#### Reading text
Law Week is an ideal time to reflect on the many benefits a law school can bring to a community. At Thomas Jefferson School of Law in the revitalized East Village district of downtown San Diego, we continue to expand our academic programming to serve the needs of our more than 1,000 students from across the nation, as well as the needs of underserved members of the San Diego community.
Our students are encouraged to experience the “real world” of legal practice by participating in one or more of our clinical programs, all designed to train students to be attorneys while working with live clients under the supervision of licensed attorneys.
In addition to several in-house clinical programs, students also are placed at the courts, law firms, government agencies, corporations and public interest organizations. Students work side-by-side with judges in their chambers, help small business entrepreneurs and new artists get started, mediate cases for real clients in small claims court, provide legal assistance to formerly homeless veterans, complete tax returns for seniors, low income individuals and others in need of tax assistance, provide pro bono work for nonprofit organizations, and participate in one of the top law school externship programs in the country. These career-enhancing opportunities enrich the professional and personal lives of our students while benefitting members of the greater community, some of whom have little or no access to legal services.

#### Explore the material
1. Rewrite the Law Week text, beginning at the words "Law Week is" and stopping after "of licensed attorneys.", and replace "attorneys" with "lawyers".
2. Continue the Law Week text about Thomas Jefferson School of Law from the point where it ends.

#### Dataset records
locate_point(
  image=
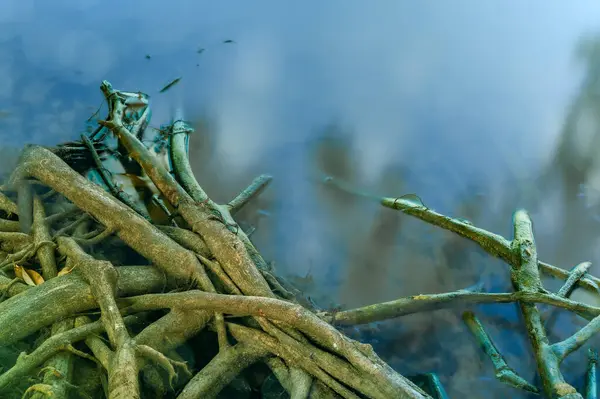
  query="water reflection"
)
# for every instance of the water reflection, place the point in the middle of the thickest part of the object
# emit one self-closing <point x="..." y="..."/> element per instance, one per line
<point x="474" y="107"/>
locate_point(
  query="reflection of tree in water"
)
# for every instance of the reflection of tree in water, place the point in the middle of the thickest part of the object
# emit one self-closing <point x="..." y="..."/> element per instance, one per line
<point x="574" y="164"/>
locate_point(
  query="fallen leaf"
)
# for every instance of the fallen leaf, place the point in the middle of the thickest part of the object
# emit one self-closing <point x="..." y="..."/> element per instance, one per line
<point x="31" y="277"/>
<point x="18" y="271"/>
<point x="35" y="276"/>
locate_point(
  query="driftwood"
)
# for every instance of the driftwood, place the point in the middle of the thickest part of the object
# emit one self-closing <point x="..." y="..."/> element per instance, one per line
<point x="200" y="275"/>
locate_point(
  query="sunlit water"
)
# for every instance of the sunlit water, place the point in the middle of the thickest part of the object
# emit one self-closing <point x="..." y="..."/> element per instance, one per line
<point x="461" y="102"/>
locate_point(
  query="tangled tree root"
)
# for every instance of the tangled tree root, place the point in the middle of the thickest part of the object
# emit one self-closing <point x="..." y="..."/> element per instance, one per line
<point x="199" y="275"/>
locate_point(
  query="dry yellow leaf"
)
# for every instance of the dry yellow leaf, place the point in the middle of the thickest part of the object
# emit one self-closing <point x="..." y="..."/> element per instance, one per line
<point x="18" y="271"/>
<point x="64" y="271"/>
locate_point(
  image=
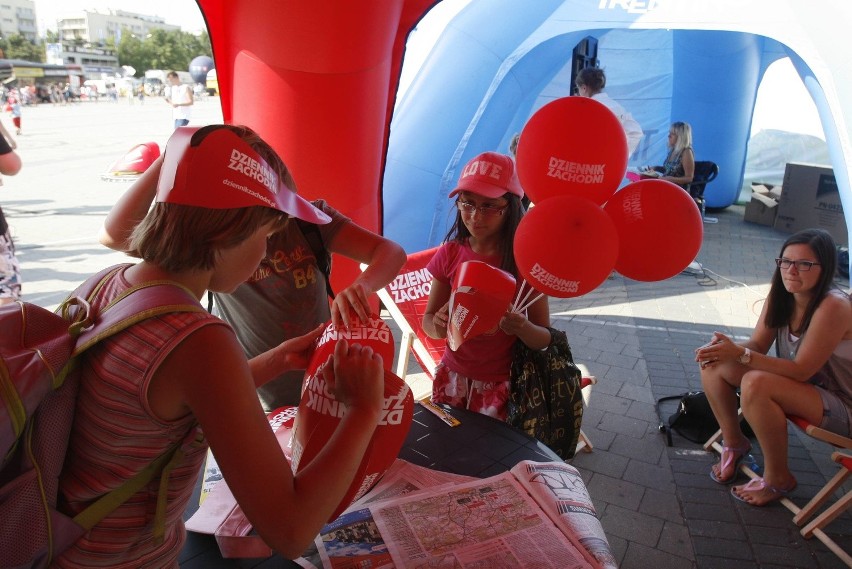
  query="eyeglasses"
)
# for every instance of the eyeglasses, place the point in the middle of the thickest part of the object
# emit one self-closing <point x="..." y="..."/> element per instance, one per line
<point x="800" y="265"/>
<point x="486" y="210"/>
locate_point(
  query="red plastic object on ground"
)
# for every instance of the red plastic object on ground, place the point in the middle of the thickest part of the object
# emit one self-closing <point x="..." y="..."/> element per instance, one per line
<point x="133" y="163"/>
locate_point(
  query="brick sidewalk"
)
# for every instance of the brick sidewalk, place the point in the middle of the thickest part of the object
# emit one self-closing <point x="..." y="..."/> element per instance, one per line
<point x="658" y="505"/>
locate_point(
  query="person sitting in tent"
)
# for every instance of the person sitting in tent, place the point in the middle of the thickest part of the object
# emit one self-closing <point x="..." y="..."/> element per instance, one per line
<point x="590" y="83"/>
<point x="679" y="167"/>
<point x="182" y="378"/>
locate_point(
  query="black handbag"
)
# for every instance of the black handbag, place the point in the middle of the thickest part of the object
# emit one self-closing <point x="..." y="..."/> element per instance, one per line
<point x="694" y="419"/>
<point x="545" y="399"/>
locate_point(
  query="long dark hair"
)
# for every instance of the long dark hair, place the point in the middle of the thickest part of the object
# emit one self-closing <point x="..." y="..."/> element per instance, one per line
<point x="779" y="310"/>
<point x="514" y="212"/>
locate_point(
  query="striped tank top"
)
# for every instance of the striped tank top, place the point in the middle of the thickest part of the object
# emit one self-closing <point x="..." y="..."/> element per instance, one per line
<point x="115" y="435"/>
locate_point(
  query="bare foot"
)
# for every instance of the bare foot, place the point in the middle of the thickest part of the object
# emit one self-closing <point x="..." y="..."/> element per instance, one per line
<point x="758" y="493"/>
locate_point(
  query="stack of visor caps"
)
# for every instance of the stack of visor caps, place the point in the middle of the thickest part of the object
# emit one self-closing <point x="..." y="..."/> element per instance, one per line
<point x="222" y="171"/>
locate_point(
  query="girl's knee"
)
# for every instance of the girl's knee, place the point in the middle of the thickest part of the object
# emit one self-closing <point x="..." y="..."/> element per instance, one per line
<point x="756" y="387"/>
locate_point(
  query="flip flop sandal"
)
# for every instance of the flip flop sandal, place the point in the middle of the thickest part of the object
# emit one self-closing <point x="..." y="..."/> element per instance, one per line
<point x="730" y="455"/>
<point x="759" y="485"/>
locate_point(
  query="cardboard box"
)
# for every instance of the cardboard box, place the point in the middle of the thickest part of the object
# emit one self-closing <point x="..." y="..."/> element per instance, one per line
<point x="811" y="199"/>
<point x="762" y="209"/>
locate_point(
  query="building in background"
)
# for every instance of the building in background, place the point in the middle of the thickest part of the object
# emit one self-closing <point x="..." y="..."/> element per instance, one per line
<point x="18" y="17"/>
<point x="95" y="61"/>
<point x="95" y="28"/>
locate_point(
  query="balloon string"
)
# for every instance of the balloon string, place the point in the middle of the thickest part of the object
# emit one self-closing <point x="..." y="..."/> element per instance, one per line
<point x="530" y="303"/>
<point x="524" y="299"/>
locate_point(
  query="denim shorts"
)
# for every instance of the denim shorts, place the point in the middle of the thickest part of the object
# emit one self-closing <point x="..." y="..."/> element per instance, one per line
<point x="10" y="270"/>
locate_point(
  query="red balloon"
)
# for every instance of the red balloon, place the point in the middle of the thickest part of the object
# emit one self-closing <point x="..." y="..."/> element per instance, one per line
<point x="573" y="145"/>
<point x="659" y="228"/>
<point x="565" y="246"/>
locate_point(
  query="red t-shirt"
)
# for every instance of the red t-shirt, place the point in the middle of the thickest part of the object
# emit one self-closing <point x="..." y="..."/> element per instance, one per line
<point x="486" y="357"/>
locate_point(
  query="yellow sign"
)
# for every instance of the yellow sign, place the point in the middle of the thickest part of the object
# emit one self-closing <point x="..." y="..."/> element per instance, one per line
<point x="28" y="72"/>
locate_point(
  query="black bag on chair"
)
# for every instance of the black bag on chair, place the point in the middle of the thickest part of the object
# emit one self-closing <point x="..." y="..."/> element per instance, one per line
<point x="545" y="400"/>
<point x="693" y="419"/>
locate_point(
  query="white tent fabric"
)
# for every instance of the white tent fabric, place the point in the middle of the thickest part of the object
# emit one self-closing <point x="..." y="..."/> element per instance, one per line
<point x="700" y="61"/>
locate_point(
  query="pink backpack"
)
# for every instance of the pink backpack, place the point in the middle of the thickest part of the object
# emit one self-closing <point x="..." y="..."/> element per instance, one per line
<point x="39" y="353"/>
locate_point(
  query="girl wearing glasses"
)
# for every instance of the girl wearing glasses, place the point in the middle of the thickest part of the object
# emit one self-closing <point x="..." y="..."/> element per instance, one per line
<point x="488" y="204"/>
<point x="679" y="167"/>
<point x="810" y="376"/>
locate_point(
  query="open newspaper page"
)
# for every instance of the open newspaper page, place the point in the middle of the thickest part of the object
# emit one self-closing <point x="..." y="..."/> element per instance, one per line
<point x="559" y="489"/>
<point x="492" y="522"/>
<point x="353" y="539"/>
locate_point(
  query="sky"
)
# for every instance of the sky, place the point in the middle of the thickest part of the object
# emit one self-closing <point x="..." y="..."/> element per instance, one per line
<point x="183" y="13"/>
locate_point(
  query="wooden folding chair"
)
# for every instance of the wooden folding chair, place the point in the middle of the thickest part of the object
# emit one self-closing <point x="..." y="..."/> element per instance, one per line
<point x="405" y="299"/>
<point x="815" y="528"/>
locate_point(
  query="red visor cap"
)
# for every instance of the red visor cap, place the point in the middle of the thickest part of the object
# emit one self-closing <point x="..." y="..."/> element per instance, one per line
<point x="491" y="175"/>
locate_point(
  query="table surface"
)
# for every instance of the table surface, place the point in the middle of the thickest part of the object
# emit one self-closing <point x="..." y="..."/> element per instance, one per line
<point x="480" y="446"/>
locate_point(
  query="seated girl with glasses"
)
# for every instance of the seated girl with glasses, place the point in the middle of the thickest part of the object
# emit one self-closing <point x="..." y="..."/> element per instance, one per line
<point x="810" y="321"/>
<point x="476" y="375"/>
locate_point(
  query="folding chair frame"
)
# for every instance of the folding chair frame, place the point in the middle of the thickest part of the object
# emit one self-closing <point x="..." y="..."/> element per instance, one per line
<point x="815" y="527"/>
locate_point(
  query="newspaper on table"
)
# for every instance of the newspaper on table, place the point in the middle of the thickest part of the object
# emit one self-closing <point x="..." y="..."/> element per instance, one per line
<point x="536" y="514"/>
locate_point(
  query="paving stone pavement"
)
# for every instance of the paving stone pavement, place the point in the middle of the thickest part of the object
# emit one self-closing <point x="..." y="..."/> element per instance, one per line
<point x="657" y="503"/>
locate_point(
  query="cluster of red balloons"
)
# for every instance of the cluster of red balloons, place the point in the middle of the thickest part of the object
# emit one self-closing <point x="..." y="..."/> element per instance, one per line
<point x="572" y="156"/>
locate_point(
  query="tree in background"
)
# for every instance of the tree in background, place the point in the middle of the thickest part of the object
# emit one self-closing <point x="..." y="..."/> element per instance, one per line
<point x="162" y="50"/>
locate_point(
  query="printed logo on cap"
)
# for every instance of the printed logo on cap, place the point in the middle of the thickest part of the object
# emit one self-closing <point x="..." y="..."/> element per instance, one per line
<point x="222" y="171"/>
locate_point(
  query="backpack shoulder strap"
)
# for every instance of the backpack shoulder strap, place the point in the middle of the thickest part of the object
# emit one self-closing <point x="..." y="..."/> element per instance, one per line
<point x="314" y="237"/>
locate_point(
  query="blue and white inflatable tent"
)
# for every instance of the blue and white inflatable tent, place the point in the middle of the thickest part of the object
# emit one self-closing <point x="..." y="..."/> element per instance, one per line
<point x="700" y="61"/>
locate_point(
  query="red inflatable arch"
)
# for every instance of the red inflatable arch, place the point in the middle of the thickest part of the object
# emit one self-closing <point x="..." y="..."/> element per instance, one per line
<point x="317" y="80"/>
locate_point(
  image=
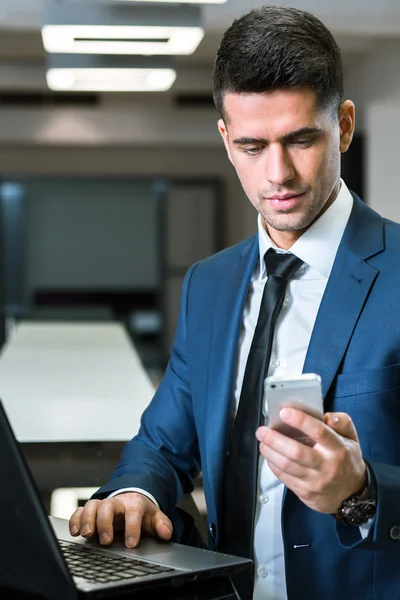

#### Results of the exercise
1.
Law Week is an ideal time to reflect on the many benefits a law school can bring to a community. At Thomas Jefferson School of Law in the revitalized East Village district of downtown San Diego, we continue to expand our academic programming to serve the needs of our more than 1,000 students from across the nation, as well as the needs of underserved members of the San Diego community.
Our students are encouraged to experience the “real world” of legal practice by participating in one or more of our clinical programs, all designed to train students to be lawyers while working with live clients under the supervision of licensed lawyers.

2.
Clinical education, judicial externship and pro bono programs
Thomas Jefferson School of Law’s Clinical Education (Externship) Program allows students to earn academic credit while gaining practical legal experience in a wide variety of legal settings. Overall, our externship program is ranked fifth in the nation based on the ratio of externships the school has placed and the number of full-time students. For total enrollment based on full-time and part-time students, Thomas Jefferson School of Law is 15th in the nation.
Our students contribute an agreed-upon number of hours at approved public agencies, corporations, nonprofit organizations and select private law firms. Supervising attorneys agree to provide fundamental legal training, such as increasingly sophisticated research, writing and oral presentation projects in exchange for receiving competent legal assistance. Students conduct research and draft legal documents, have client contact and, if certified, may have the opportunity to appear in court.
Students participating in the Judicial Externship Program have a unique opportunity to work in a judge’s chambers during their law school careers. Students participate in judicial seminars, receive individual mentoring, have the opportunity to research, write and advise the court on a wide variety of legal issues, and observe courtroom proceedings.
Our Pro Bono Honors Program gives students the opportunity to work with underserved populations, both in traditional and non-traditional legal settings. Projects and nonprofit organizations need law students to help meet their missions. These projects within the community enable our students to gain valuable experience and serve a vital function.